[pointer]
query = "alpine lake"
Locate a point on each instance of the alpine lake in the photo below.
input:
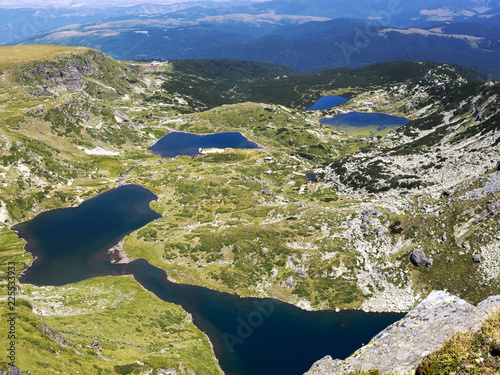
(250, 336)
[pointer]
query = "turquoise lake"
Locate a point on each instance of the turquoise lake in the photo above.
(373, 122)
(327, 102)
(251, 336)
(178, 143)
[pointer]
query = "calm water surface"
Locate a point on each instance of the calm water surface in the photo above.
(251, 336)
(360, 120)
(326, 102)
(176, 143)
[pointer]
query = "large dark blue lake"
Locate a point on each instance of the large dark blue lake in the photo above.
(177, 143)
(326, 102)
(364, 123)
(251, 336)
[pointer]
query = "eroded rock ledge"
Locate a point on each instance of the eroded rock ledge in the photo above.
(401, 347)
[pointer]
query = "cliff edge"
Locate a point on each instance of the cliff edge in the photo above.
(403, 345)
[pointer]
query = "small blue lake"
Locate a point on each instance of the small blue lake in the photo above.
(327, 102)
(251, 336)
(364, 123)
(178, 143)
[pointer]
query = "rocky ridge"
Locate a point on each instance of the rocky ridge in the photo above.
(400, 348)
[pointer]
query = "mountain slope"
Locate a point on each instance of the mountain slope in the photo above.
(316, 217)
(333, 43)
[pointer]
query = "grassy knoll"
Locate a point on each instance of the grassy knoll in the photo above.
(14, 55)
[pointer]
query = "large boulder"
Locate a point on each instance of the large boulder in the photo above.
(417, 258)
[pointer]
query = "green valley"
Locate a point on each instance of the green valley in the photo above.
(75, 123)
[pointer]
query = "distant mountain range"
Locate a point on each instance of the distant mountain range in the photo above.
(302, 34)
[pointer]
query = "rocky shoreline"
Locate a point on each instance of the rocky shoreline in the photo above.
(401, 347)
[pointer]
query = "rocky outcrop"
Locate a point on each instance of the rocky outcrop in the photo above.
(417, 258)
(401, 347)
(55, 80)
(123, 119)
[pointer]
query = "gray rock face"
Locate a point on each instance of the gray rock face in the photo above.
(123, 119)
(417, 258)
(401, 347)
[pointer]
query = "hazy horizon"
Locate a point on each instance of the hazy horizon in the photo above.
(105, 3)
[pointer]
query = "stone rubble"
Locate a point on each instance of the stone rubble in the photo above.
(401, 347)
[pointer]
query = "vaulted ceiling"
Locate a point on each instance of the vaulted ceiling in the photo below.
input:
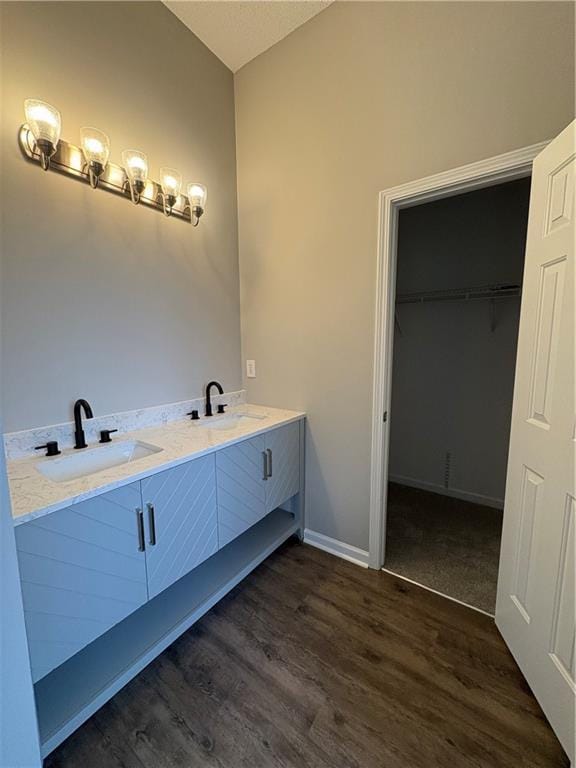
(239, 30)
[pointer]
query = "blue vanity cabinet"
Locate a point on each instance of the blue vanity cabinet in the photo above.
(283, 448)
(241, 487)
(255, 477)
(180, 521)
(81, 572)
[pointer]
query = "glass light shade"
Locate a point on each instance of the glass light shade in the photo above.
(197, 194)
(95, 145)
(170, 181)
(136, 165)
(44, 121)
________________
Gather every line in the records above that contains the word "hazy".

query = "hazy horizon"
Locate a point on each instance of the hazy horizon in the photo above.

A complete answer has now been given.